OBJECTIVE -> From the line that holds "Where can you spot the ocean" down to the last line of the listing below, reproduce each line exactly and nothing more, omitting pictures.

Point-based annotation data:
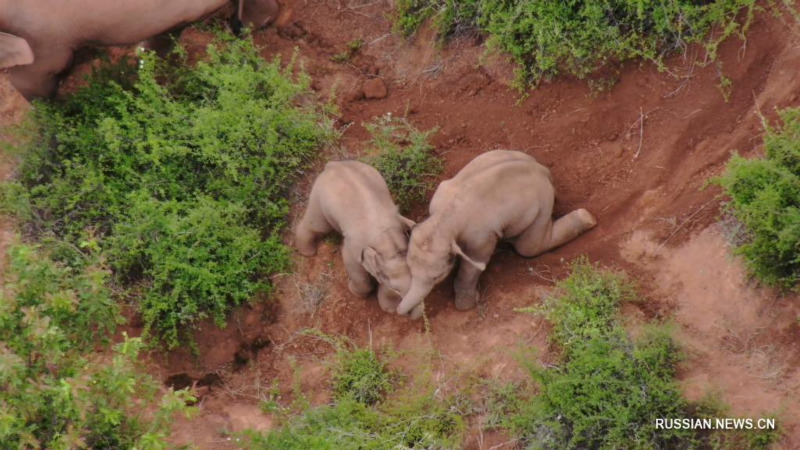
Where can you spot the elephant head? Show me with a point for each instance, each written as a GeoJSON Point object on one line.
{"type": "Point", "coordinates": [14, 51]}
{"type": "Point", "coordinates": [431, 257]}
{"type": "Point", "coordinates": [255, 13]}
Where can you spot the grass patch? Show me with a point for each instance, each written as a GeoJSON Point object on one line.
{"type": "Point", "coordinates": [360, 375]}
{"type": "Point", "coordinates": [608, 389]}
{"type": "Point", "coordinates": [179, 175]}
{"type": "Point", "coordinates": [55, 390]}
{"type": "Point", "coordinates": [579, 37]}
{"type": "Point", "coordinates": [362, 418]}
{"type": "Point", "coordinates": [765, 199]}
{"type": "Point", "coordinates": [405, 159]}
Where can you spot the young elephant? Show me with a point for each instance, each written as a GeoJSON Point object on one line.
{"type": "Point", "coordinates": [499, 195]}
{"type": "Point", "coordinates": [353, 199]}
{"type": "Point", "coordinates": [38, 37]}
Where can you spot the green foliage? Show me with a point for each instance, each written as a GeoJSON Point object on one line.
{"type": "Point", "coordinates": [360, 375]}
{"type": "Point", "coordinates": [608, 390]}
{"type": "Point", "coordinates": [350, 425]}
{"type": "Point", "coordinates": [579, 36]}
{"type": "Point", "coordinates": [765, 198]}
{"type": "Point", "coordinates": [53, 395]}
{"type": "Point", "coordinates": [404, 158]}
{"type": "Point", "coordinates": [179, 174]}
{"type": "Point", "coordinates": [586, 303]}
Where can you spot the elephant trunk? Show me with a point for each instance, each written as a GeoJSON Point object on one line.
{"type": "Point", "coordinates": [416, 294]}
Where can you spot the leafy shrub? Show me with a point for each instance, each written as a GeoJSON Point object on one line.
{"type": "Point", "coordinates": [404, 158]}
{"type": "Point", "coordinates": [350, 425]}
{"type": "Point", "coordinates": [578, 36]}
{"type": "Point", "coordinates": [765, 198]}
{"type": "Point", "coordinates": [360, 375]}
{"type": "Point", "coordinates": [52, 393]}
{"type": "Point", "coordinates": [179, 174]}
{"type": "Point", "coordinates": [362, 417]}
{"type": "Point", "coordinates": [608, 389]}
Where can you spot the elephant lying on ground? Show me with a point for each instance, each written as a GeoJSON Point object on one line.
{"type": "Point", "coordinates": [38, 37]}
{"type": "Point", "coordinates": [499, 195]}
{"type": "Point", "coordinates": [353, 199]}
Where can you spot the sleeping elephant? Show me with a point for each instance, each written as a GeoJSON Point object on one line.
{"type": "Point", "coordinates": [38, 37]}
{"type": "Point", "coordinates": [499, 195]}
{"type": "Point", "coordinates": [352, 198]}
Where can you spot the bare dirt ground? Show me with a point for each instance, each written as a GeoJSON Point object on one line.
{"type": "Point", "coordinates": [638, 156]}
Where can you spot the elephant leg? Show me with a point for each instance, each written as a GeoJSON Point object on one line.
{"type": "Point", "coordinates": [361, 282]}
{"type": "Point", "coordinates": [545, 234]}
{"type": "Point", "coordinates": [466, 284]}
{"type": "Point", "coordinates": [40, 79]}
{"type": "Point", "coordinates": [311, 228]}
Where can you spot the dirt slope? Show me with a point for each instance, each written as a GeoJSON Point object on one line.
{"type": "Point", "coordinates": [637, 156]}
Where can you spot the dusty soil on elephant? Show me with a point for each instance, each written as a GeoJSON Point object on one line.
{"type": "Point", "coordinates": [638, 156]}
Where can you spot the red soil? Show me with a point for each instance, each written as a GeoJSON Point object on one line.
{"type": "Point", "coordinates": [637, 156]}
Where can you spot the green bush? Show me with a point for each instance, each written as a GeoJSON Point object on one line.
{"type": "Point", "coordinates": [765, 198]}
{"type": "Point", "coordinates": [55, 391]}
{"type": "Point", "coordinates": [363, 416]}
{"type": "Point", "coordinates": [360, 375]}
{"type": "Point", "coordinates": [578, 36]}
{"type": "Point", "coordinates": [404, 158]}
{"type": "Point", "coordinates": [180, 175]}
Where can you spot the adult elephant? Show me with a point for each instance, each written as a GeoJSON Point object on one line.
{"type": "Point", "coordinates": [38, 37]}
{"type": "Point", "coordinates": [499, 195]}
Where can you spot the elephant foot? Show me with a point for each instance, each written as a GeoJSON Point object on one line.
{"type": "Point", "coordinates": [388, 303]}
{"type": "Point", "coordinates": [466, 301]}
{"type": "Point", "coordinates": [586, 218]}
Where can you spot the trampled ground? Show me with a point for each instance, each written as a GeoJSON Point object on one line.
{"type": "Point", "coordinates": [638, 156]}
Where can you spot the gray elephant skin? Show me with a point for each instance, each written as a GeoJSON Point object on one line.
{"type": "Point", "coordinates": [38, 37]}
{"type": "Point", "coordinates": [352, 198]}
{"type": "Point", "coordinates": [500, 194]}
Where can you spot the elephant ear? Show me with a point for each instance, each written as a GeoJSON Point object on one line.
{"type": "Point", "coordinates": [457, 250]}
{"type": "Point", "coordinates": [14, 51]}
{"type": "Point", "coordinates": [258, 13]}
{"type": "Point", "coordinates": [373, 262]}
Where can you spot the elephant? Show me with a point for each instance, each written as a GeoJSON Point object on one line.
{"type": "Point", "coordinates": [352, 198]}
{"type": "Point", "coordinates": [38, 37]}
{"type": "Point", "coordinates": [500, 194]}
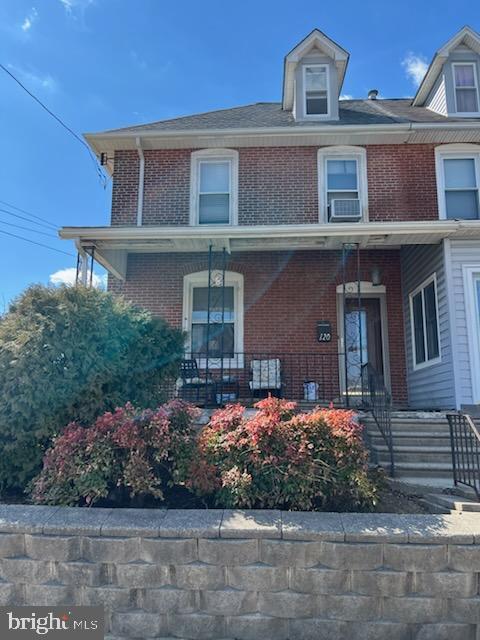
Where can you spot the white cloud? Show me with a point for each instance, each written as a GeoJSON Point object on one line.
{"type": "Point", "coordinates": [71, 5]}
{"type": "Point", "coordinates": [30, 18]}
{"type": "Point", "coordinates": [68, 276]}
{"type": "Point", "coordinates": [415, 67]}
{"type": "Point", "coordinates": [32, 78]}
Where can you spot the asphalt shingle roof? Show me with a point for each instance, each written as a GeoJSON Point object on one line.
{"type": "Point", "coordinates": [271, 114]}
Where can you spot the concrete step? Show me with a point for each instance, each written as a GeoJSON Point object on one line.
{"type": "Point", "coordinates": [415, 454]}
{"type": "Point", "coordinates": [410, 441]}
{"type": "Point", "coordinates": [439, 470]}
{"type": "Point", "coordinates": [453, 503]}
{"type": "Point", "coordinates": [412, 427]}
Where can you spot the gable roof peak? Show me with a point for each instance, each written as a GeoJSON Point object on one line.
{"type": "Point", "coordinates": [315, 39]}
{"type": "Point", "coordinates": [467, 36]}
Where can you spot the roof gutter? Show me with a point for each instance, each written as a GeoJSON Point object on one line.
{"type": "Point", "coordinates": [258, 231]}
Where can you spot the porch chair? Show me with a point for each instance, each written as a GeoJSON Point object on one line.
{"type": "Point", "coordinates": [192, 387]}
{"type": "Point", "coordinates": [266, 377]}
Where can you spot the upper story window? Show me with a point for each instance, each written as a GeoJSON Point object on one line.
{"type": "Point", "coordinates": [342, 184]}
{"type": "Point", "coordinates": [214, 187]}
{"type": "Point", "coordinates": [424, 320]}
{"type": "Point", "coordinates": [315, 82]}
{"type": "Point", "coordinates": [466, 87]}
{"type": "Point", "coordinates": [458, 180]}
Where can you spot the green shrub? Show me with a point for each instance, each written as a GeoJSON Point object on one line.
{"type": "Point", "coordinates": [69, 354]}
{"type": "Point", "coordinates": [278, 459]}
{"type": "Point", "coordinates": [126, 453]}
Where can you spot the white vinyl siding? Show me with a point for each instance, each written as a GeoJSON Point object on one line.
{"type": "Point", "coordinates": [429, 387]}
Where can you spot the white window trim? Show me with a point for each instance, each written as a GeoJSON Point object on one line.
{"type": "Point", "coordinates": [315, 116]}
{"type": "Point", "coordinates": [200, 279]}
{"type": "Point", "coordinates": [221, 155]}
{"type": "Point", "coordinates": [470, 271]}
{"type": "Point", "coordinates": [453, 152]}
{"type": "Point", "coordinates": [411, 295]}
{"type": "Point", "coordinates": [466, 114]}
{"type": "Point", "coordinates": [342, 153]}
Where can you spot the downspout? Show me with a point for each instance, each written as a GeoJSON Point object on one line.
{"type": "Point", "coordinates": [141, 181]}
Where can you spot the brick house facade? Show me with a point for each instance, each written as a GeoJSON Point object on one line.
{"type": "Point", "coordinates": [279, 172]}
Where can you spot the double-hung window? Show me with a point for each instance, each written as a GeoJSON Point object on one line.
{"type": "Point", "coordinates": [342, 184]}
{"type": "Point", "coordinates": [461, 187]}
{"type": "Point", "coordinates": [213, 318]}
{"type": "Point", "coordinates": [466, 88]}
{"type": "Point", "coordinates": [214, 180]}
{"type": "Point", "coordinates": [219, 334]}
{"type": "Point", "coordinates": [315, 79]}
{"type": "Point", "coordinates": [424, 321]}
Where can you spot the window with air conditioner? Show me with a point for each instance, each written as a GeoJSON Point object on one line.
{"type": "Point", "coordinates": [342, 184]}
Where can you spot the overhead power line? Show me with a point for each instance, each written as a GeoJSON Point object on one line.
{"type": "Point", "coordinates": [40, 244]}
{"type": "Point", "coordinates": [39, 224]}
{"type": "Point", "coordinates": [60, 122]}
{"type": "Point", "coordinates": [28, 213]}
{"type": "Point", "coordinates": [19, 226]}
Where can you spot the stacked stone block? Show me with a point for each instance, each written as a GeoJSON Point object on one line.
{"type": "Point", "coordinates": [248, 575]}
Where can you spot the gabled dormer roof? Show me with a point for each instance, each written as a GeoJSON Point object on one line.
{"type": "Point", "coordinates": [316, 40]}
{"type": "Point", "coordinates": [466, 36]}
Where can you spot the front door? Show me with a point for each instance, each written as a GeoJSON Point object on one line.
{"type": "Point", "coordinates": [363, 324]}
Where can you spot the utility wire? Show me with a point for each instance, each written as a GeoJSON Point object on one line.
{"type": "Point", "coordinates": [39, 224]}
{"type": "Point", "coordinates": [19, 226]}
{"type": "Point", "coordinates": [40, 244]}
{"type": "Point", "coordinates": [32, 215]}
{"type": "Point", "coordinates": [60, 122]}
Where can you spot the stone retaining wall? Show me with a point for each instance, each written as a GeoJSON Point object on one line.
{"type": "Point", "coordinates": [249, 575]}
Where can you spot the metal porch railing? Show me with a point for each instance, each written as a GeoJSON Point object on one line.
{"type": "Point", "coordinates": [377, 399]}
{"type": "Point", "coordinates": [465, 444]}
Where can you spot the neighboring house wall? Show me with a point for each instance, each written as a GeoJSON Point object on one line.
{"type": "Point", "coordinates": [463, 254]}
{"type": "Point", "coordinates": [432, 386]}
{"type": "Point", "coordinates": [277, 185]}
{"type": "Point", "coordinates": [285, 294]}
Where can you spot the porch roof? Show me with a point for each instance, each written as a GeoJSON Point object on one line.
{"type": "Point", "coordinates": [113, 244]}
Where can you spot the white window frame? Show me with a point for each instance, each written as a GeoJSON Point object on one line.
{"type": "Point", "coordinates": [200, 279]}
{"type": "Point", "coordinates": [453, 152]}
{"type": "Point", "coordinates": [318, 116]}
{"type": "Point", "coordinates": [470, 273]}
{"type": "Point", "coordinates": [359, 154]}
{"type": "Point", "coordinates": [468, 63]}
{"type": "Point", "coordinates": [213, 155]}
{"type": "Point", "coordinates": [428, 363]}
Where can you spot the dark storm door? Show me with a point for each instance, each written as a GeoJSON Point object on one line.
{"type": "Point", "coordinates": [364, 343]}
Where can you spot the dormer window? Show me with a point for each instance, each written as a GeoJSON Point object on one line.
{"type": "Point", "coordinates": [466, 88]}
{"type": "Point", "coordinates": [316, 90]}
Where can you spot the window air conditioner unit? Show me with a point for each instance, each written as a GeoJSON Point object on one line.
{"type": "Point", "coordinates": [345, 210]}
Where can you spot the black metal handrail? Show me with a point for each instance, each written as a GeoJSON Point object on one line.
{"type": "Point", "coordinates": [377, 399]}
{"type": "Point", "coordinates": [465, 444]}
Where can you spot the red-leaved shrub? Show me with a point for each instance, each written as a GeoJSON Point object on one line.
{"type": "Point", "coordinates": [279, 459]}
{"type": "Point", "coordinates": [129, 451]}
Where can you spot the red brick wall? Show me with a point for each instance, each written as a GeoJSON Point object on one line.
{"type": "Point", "coordinates": [401, 182]}
{"type": "Point", "coordinates": [277, 185]}
{"type": "Point", "coordinates": [286, 293]}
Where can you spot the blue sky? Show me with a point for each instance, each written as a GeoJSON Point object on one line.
{"type": "Point", "coordinates": [107, 63]}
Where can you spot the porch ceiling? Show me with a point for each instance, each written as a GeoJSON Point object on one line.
{"type": "Point", "coordinates": [112, 244]}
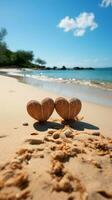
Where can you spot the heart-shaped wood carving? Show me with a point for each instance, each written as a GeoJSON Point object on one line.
{"type": "Point", "coordinates": [40, 111]}
{"type": "Point", "coordinates": [68, 110]}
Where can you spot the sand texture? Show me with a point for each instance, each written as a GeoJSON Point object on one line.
{"type": "Point", "coordinates": [56, 159]}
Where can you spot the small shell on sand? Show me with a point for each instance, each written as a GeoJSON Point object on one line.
{"type": "Point", "coordinates": [34, 141]}
{"type": "Point", "coordinates": [68, 133]}
{"type": "Point", "coordinates": [57, 168]}
{"type": "Point", "coordinates": [64, 185]}
{"type": "Point", "coordinates": [56, 135]}
{"type": "Point", "coordinates": [60, 156]}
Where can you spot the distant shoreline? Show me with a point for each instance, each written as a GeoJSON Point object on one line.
{"type": "Point", "coordinates": [86, 92]}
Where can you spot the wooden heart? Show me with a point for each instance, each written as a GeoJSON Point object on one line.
{"type": "Point", "coordinates": [68, 110]}
{"type": "Point", "coordinates": [40, 111]}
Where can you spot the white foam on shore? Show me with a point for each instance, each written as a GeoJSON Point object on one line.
{"type": "Point", "coordinates": [89, 83]}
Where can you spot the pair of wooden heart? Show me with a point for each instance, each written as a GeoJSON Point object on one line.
{"type": "Point", "coordinates": [68, 110]}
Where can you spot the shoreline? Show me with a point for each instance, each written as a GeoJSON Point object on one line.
{"type": "Point", "coordinates": [86, 93]}
{"type": "Point", "coordinates": [30, 153]}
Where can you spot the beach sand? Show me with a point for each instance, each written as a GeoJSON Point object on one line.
{"type": "Point", "coordinates": [53, 160]}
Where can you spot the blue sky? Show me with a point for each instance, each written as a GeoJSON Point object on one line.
{"type": "Point", "coordinates": [63, 32]}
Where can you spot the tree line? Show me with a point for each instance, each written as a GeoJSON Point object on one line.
{"type": "Point", "coordinates": [20, 58]}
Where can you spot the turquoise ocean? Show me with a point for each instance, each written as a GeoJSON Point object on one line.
{"type": "Point", "coordinates": [89, 85]}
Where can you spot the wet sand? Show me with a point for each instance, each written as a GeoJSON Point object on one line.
{"type": "Point", "coordinates": [54, 160]}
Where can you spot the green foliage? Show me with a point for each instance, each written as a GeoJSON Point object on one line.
{"type": "Point", "coordinates": [19, 58]}
{"type": "Point", "coordinates": [40, 61]}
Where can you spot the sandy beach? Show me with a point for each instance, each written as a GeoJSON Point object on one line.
{"type": "Point", "coordinates": [52, 160]}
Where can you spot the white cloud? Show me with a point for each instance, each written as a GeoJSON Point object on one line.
{"type": "Point", "coordinates": [67, 24]}
{"type": "Point", "coordinates": [80, 24]}
{"type": "Point", "coordinates": [106, 3]}
{"type": "Point", "coordinates": [79, 32]}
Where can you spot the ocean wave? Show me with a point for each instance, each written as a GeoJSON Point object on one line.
{"type": "Point", "coordinates": [89, 83]}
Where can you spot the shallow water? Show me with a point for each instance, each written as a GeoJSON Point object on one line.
{"type": "Point", "coordinates": [93, 93]}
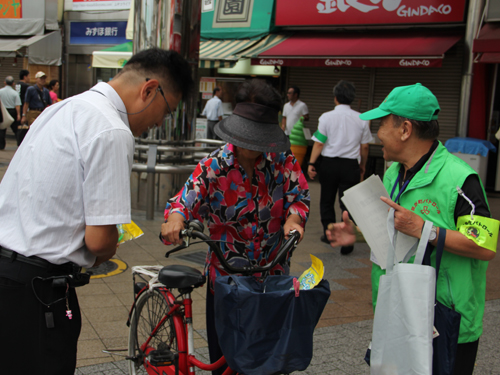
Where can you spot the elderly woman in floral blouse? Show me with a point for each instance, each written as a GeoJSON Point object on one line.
{"type": "Point", "coordinates": [251, 191]}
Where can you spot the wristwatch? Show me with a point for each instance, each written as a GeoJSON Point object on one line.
{"type": "Point", "coordinates": [433, 234]}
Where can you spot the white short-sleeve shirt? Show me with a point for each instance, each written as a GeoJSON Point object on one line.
{"type": "Point", "coordinates": [342, 132]}
{"type": "Point", "coordinates": [72, 170]}
{"type": "Point", "coordinates": [293, 114]}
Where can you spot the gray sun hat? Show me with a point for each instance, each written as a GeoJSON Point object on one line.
{"type": "Point", "coordinates": [254, 127]}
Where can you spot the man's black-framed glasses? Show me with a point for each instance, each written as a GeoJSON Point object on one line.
{"type": "Point", "coordinates": [163, 95]}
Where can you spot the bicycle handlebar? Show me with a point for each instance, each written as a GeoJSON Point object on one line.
{"type": "Point", "coordinates": [195, 230]}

RESULT FOR THIS TASK ->
Where can you spot the ocean wave? Show me with a point for each instance, each written as a GeoJSON Point object on one line.
{"type": "Point", "coordinates": [89, 83]}
Where can you spot the shallow water? Show me with a point for each instance, each written as a GeoJSON Point object on one line.
{"type": "Point", "coordinates": [93, 93]}
Where can you spot the elderly woman in floral blouse? Show me with a point for each instance, each written as a GeoJSON Point object on one line.
{"type": "Point", "coordinates": [251, 191]}
Where can you spot the wristwatch? Show me with a point for each instance, each written as a GeoJSON Point object on one line.
{"type": "Point", "coordinates": [433, 234]}
Where can you spot the white short-sleeve shirt? Show me with a point for each instance, each written as a GeoJSON Point object on one line.
{"type": "Point", "coordinates": [342, 132]}
{"type": "Point", "coordinates": [72, 170]}
{"type": "Point", "coordinates": [293, 114]}
Where can you spot the gray sun hat? Show me with a point for each instance, each written as a GeoJSON Point object on one line.
{"type": "Point", "coordinates": [254, 127]}
Where can you spot the man's black-framed glasses? Show me with a point for each instance, each written as a GeoJSON Point object on one line.
{"type": "Point", "coordinates": [163, 95]}
Where can you spot the bicycle handlebar? Show me with a point for each instance, each written as a GeoJSON Point object on one line.
{"type": "Point", "coordinates": [195, 230]}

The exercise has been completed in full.